Task requirements
List every line in the records below that contains the string "stalk".

[Pointing entries for named objects]
■ ■ ■ ■ ■

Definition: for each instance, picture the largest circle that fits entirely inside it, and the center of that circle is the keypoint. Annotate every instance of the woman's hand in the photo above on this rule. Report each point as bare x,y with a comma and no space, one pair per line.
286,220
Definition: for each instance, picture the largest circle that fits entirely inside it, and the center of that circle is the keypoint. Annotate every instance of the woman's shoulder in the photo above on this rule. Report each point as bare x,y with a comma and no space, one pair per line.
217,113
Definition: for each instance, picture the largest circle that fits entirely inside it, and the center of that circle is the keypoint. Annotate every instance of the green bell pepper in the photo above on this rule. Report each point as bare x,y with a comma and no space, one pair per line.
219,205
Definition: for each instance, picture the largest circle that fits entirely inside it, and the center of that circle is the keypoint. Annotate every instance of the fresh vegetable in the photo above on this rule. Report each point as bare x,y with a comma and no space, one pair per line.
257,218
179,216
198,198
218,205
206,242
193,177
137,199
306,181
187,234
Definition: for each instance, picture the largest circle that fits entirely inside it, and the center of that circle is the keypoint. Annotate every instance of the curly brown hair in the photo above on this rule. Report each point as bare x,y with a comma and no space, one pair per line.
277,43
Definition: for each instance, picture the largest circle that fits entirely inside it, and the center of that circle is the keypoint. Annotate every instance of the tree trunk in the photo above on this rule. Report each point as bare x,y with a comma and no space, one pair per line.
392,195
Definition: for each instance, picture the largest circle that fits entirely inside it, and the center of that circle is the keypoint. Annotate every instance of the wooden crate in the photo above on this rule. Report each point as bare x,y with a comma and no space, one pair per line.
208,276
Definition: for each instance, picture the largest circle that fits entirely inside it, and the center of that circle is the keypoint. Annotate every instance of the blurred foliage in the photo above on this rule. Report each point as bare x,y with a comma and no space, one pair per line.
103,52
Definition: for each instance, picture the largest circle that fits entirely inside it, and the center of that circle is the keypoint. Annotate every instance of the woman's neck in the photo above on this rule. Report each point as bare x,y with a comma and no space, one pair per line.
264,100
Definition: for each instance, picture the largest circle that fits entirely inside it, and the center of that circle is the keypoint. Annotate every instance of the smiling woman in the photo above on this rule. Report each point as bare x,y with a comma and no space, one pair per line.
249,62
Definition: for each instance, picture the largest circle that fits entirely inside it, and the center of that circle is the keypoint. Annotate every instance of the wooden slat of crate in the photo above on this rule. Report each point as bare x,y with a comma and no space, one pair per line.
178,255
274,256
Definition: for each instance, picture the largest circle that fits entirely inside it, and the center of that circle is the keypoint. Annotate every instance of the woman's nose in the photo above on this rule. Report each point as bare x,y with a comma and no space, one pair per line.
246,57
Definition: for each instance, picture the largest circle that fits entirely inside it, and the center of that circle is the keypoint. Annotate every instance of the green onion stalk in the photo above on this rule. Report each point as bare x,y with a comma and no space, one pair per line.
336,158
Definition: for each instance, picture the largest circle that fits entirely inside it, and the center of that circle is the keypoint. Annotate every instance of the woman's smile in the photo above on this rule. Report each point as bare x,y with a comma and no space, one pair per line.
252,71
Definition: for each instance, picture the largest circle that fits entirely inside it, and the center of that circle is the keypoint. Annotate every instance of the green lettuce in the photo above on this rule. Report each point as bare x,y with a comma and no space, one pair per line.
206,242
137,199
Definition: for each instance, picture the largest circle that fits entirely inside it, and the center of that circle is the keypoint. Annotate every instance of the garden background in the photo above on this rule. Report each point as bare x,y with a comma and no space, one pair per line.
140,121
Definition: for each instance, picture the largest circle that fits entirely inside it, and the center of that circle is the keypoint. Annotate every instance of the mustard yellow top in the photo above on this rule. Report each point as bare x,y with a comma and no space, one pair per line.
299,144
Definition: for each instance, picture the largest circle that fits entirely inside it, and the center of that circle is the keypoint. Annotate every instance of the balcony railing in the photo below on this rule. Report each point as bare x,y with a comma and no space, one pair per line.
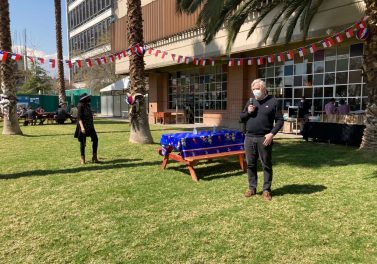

■ ■ ■ ■ ■

Answer to this task
Definition: for each instance, picture the largest circle that fits entirely inside it, and the center of that circle is the keypoint. Annotate every instance of the green onion stalk in the photo above on this rule. Report each point as bare x,y with a comma and no space, one pair per line.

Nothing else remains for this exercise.